* [EXERCICE ÉCRIT] Recopiez à l'identique les lignes ci-dessous, depuis celle qui contient « Habitat-count request: mark the ukrainian » jusqu'à la dernière ligne, les deux bornes comprises.

=-=-=

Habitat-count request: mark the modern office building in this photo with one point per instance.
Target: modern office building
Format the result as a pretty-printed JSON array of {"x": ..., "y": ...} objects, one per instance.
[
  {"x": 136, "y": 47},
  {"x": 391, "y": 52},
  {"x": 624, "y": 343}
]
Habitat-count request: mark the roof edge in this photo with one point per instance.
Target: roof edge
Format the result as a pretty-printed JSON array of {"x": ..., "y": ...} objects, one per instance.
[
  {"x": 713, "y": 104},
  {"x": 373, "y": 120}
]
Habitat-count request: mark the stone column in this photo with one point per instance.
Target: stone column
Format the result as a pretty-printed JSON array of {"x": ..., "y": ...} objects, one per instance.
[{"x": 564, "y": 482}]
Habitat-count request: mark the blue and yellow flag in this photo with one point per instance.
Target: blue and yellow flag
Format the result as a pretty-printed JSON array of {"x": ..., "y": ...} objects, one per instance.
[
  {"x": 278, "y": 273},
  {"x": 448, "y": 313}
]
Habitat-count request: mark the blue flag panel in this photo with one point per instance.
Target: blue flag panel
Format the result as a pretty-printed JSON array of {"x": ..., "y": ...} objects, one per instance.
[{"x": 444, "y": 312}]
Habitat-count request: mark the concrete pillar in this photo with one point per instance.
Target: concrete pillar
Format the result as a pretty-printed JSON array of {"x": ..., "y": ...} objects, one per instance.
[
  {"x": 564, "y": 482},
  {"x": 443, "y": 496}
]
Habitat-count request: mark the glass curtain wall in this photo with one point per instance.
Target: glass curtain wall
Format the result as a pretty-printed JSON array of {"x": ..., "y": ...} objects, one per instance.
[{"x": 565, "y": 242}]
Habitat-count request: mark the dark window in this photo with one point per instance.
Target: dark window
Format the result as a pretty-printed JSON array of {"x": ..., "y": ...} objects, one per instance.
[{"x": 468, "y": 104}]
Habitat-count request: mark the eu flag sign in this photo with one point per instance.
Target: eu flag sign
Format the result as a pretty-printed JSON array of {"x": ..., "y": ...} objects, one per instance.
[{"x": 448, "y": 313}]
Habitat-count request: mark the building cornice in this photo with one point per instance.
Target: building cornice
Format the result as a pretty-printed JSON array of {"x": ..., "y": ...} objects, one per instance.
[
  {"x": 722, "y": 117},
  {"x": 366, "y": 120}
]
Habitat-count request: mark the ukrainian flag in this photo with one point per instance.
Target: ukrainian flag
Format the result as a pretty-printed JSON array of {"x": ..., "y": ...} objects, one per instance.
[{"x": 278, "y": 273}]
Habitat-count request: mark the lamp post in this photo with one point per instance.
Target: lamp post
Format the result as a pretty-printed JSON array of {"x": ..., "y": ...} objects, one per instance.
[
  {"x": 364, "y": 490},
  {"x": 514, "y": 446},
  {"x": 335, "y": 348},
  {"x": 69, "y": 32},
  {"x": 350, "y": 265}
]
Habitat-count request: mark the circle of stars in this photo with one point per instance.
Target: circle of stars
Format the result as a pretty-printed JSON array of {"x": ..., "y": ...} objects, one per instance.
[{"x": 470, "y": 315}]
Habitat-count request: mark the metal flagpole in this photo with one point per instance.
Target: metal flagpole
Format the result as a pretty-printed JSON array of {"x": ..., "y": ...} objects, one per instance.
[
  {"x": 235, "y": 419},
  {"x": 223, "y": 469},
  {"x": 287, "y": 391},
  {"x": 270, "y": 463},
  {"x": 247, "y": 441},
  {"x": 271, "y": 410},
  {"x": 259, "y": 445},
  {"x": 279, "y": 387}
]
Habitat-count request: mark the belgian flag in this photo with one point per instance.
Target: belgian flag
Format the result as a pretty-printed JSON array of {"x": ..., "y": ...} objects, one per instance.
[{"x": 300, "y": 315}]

=-=-=

* [RÉPONSE CI-DESSOUS]
Habitat-count request: mark the ukrainian flag in this photo with one point per instance.
Target: ukrainian flag
Format the result as a pretty-printed JSON array of {"x": ..., "y": ...} objects, one per instance.
[{"x": 278, "y": 273}]
Habitat-count request: mark the lamp post in this photo with one point per instance.
Target: lamp post
Format the result as a pretty-printed JSON array of {"x": ..., "y": ...} objects, one per instance.
[
  {"x": 364, "y": 490},
  {"x": 514, "y": 446},
  {"x": 335, "y": 348},
  {"x": 69, "y": 32},
  {"x": 350, "y": 265}
]
Habitat-count request: mark the circle of stars in this photo with one point per instance.
Target: circle of stars
Format the result as a pretty-printed JSON array of {"x": ..., "y": ...} objects, one per instance.
[{"x": 470, "y": 315}]
Habitat-count request: mark the metal flagpole in this photo with one point per instance.
Target: metal flagpole
Format the result as a pretty-printed JSON array of {"x": ..., "y": ...} objects, one per instance.
[
  {"x": 235, "y": 419},
  {"x": 223, "y": 469},
  {"x": 287, "y": 391},
  {"x": 270, "y": 463},
  {"x": 247, "y": 441},
  {"x": 271, "y": 410},
  {"x": 259, "y": 445},
  {"x": 279, "y": 387}
]
Habitat-count request: mark the belgian flag in this photo with one point per instance.
Target: belgian flag
Format the result as a pretty-printed JSON array of {"x": ..., "y": ...} objects, one per instance.
[{"x": 300, "y": 315}]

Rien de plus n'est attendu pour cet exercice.